- [WHAT TO PRODUCE] Copy the lines below verbatim, beginning with the line that includes "[point] every instance of the trekking" and continuing to the end; leave out everything before it.

Pointing dataset records:
=-=-=

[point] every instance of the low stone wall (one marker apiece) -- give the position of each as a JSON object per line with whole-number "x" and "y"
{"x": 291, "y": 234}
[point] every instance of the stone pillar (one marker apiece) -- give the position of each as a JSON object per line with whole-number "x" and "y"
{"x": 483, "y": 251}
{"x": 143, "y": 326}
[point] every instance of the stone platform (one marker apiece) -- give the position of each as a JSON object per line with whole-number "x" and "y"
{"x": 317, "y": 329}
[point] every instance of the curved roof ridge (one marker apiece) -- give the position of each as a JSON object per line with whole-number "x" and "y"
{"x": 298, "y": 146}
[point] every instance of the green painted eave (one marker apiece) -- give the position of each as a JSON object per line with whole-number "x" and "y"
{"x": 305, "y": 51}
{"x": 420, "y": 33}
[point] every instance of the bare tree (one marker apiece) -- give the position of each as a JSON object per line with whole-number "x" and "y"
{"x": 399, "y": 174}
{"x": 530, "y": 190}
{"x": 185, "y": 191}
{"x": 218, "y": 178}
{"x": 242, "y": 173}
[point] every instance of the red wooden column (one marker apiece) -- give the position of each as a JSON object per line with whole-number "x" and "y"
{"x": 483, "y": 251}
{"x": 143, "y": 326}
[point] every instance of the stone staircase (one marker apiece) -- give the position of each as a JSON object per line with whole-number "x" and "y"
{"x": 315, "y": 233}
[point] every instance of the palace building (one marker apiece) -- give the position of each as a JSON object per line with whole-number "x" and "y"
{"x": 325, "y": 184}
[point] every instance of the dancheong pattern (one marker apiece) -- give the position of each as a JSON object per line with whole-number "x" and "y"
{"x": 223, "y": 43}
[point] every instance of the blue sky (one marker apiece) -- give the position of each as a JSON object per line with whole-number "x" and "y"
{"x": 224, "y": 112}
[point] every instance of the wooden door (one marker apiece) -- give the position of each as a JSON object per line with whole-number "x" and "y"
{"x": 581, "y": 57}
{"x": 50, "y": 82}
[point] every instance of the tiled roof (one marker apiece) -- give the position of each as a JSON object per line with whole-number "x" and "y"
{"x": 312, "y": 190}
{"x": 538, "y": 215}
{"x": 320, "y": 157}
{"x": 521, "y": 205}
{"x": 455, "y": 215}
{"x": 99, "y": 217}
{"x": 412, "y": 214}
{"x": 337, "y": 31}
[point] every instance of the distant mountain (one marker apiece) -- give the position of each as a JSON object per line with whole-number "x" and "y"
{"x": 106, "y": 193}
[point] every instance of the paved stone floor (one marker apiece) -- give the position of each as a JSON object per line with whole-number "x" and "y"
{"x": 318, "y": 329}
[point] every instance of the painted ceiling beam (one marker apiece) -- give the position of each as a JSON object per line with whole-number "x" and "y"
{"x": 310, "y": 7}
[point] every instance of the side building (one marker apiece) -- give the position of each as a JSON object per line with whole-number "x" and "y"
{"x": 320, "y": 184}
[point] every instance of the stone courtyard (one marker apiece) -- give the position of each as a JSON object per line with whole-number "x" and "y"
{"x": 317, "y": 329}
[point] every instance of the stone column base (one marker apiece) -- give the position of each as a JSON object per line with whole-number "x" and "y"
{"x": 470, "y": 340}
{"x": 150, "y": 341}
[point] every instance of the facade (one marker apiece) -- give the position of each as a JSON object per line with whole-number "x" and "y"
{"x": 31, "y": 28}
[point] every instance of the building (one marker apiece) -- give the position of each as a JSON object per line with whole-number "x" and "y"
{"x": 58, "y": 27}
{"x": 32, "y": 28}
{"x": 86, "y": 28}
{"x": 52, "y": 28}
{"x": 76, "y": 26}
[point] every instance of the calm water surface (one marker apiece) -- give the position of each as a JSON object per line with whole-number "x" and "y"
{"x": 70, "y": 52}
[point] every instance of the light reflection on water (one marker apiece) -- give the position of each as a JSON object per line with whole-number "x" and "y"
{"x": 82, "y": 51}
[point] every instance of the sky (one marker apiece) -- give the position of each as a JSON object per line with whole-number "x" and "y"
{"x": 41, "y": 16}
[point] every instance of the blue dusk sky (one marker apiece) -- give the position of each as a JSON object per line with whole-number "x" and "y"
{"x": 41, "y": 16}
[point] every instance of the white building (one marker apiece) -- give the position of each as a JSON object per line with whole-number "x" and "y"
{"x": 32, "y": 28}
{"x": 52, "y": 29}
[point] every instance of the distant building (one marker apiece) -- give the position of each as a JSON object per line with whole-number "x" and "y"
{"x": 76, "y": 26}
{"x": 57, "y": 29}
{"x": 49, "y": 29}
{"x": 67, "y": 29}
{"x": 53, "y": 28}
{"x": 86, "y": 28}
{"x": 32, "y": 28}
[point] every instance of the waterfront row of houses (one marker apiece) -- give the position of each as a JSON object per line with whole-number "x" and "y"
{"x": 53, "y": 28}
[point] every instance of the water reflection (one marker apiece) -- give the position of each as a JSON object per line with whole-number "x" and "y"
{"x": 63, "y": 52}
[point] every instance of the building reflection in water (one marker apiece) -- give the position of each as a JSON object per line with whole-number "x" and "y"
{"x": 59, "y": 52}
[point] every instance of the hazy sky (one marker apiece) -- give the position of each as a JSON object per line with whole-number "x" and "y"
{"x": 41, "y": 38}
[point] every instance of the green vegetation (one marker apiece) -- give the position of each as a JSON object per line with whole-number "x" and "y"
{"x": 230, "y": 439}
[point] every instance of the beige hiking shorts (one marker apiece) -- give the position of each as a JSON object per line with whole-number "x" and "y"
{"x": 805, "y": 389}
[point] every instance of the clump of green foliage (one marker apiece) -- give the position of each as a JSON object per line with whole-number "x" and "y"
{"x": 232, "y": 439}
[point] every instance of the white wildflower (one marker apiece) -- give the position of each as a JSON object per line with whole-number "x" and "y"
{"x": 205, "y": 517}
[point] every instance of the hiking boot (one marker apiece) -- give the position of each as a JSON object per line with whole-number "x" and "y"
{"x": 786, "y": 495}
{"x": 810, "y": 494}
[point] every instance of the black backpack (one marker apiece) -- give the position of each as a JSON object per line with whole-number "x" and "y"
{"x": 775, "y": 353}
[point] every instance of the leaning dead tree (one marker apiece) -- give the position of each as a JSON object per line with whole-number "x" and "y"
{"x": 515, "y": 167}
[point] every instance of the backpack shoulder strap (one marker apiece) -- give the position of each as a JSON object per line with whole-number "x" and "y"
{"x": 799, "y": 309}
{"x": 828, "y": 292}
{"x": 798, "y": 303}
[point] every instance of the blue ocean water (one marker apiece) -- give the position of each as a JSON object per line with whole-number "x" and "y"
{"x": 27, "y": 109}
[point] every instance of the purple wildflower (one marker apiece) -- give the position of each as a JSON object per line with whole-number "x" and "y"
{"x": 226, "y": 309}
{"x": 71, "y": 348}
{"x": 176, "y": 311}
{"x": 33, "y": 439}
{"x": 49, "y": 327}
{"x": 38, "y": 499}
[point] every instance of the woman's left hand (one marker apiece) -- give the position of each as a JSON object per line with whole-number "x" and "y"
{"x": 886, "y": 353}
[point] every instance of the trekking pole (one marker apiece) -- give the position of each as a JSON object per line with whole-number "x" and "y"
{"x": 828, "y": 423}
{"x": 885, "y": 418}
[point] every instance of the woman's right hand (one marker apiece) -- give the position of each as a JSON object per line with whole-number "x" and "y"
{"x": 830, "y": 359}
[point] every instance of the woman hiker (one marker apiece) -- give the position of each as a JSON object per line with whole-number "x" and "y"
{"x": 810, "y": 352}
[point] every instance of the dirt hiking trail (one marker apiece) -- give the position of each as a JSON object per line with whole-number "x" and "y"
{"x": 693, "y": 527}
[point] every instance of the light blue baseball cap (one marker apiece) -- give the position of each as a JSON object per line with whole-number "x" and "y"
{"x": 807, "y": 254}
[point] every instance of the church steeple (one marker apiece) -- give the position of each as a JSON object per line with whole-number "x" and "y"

=-=-=

- [THE OUTPUT]
[point] every instance of the trekking pole (one marker apiece) -- give the position of each as a JSON object per line with whole-number "x" and "y"
{"x": 828, "y": 423}
{"x": 885, "y": 418}
[point] every instance of the woman's right hand (one marker apiece) -- give the position of each as a JSON object per line with whole-number "x" and "y"
{"x": 830, "y": 359}
[point] every instance of the woman hiker (one marker apiece) -- give the position of each as a JSON object per line with whole-number "x" and "y"
{"x": 810, "y": 352}
[point] every instance of the dirt hiking trail (one marker apiece) -- give the position of each as a JSON object per line with whole-number "x" and "y"
{"x": 693, "y": 527}
[point] every instance of the light blue baseball cap (one marker apiece) -- give the position of each as a JSON object per line with whole-number "x" and "y"
{"x": 807, "y": 254}
[point] every instance of the church steeple (one marker apiece) -- give the position of each as a JSON object per line with whole-number "x" and "y"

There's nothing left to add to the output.